EXTRACTED RECORDS:
---

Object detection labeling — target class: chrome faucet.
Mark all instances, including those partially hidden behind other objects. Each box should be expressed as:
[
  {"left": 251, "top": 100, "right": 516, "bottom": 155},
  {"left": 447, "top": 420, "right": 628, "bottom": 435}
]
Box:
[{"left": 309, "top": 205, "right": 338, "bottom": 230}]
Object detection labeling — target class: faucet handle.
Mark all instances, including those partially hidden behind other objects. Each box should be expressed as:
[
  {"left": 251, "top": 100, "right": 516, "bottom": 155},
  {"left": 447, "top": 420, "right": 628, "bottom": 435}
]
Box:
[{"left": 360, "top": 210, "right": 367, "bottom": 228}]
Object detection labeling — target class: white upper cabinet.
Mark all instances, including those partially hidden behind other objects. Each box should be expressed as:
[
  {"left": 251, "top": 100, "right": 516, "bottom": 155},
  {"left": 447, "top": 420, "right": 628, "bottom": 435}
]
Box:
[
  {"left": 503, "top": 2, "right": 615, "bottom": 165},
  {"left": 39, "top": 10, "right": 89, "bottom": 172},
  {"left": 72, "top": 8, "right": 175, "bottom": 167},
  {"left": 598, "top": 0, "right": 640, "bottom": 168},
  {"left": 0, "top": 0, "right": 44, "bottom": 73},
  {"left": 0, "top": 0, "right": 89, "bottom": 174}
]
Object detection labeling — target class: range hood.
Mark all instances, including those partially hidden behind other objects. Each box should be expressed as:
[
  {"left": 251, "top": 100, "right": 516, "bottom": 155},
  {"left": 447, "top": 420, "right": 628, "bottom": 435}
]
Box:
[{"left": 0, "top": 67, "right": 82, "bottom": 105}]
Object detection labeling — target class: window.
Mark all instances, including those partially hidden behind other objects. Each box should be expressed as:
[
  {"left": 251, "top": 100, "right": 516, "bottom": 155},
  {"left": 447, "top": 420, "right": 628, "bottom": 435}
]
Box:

---

OBJECTIVE: Starting with the line containing "Object detection labeling — target class: white" and going through the end of the rows, write out every line again with 145 added to each coordinate in the answer boxes.

RESPONSE:
Object detection labeling — target class: white upper cabinet.
Mark all instances, including those partially hidden behind other objects. Each box should be expressed as:
[
  {"left": 251, "top": 100, "right": 516, "bottom": 155},
  {"left": 447, "top": 420, "right": 628, "bottom": 435}
]
Box:
[
  {"left": 648, "top": 147, "right": 760, "bottom": 310},
  {"left": 184, "top": 155, "right": 234, "bottom": 317},
  {"left": 217, "top": 153, "right": 320, "bottom": 312},
  {"left": 743, "top": 145, "right": 785, "bottom": 313},
  {"left": 145, "top": 145, "right": 189, "bottom": 218},
  {"left": 145, "top": 145, "right": 234, "bottom": 319}
]
Object detection labeling — target class: range hood.
Mark all instances, including those partially hidden behind other objects. Each box should be expressed as:
[
  {"left": 251, "top": 100, "right": 516, "bottom": 155},
  {"left": 447, "top": 420, "right": 628, "bottom": 435}
]
Box:
[{"left": 145, "top": 212, "right": 227, "bottom": 250}]
Object detection labeling — target class: window.
Mark all instances, including those partially hidden behind other objects. Each box should be expressed as:
[
  {"left": 251, "top": 100, "right": 516, "bottom": 155},
  {"left": 447, "top": 420, "right": 628, "bottom": 435}
]
Box:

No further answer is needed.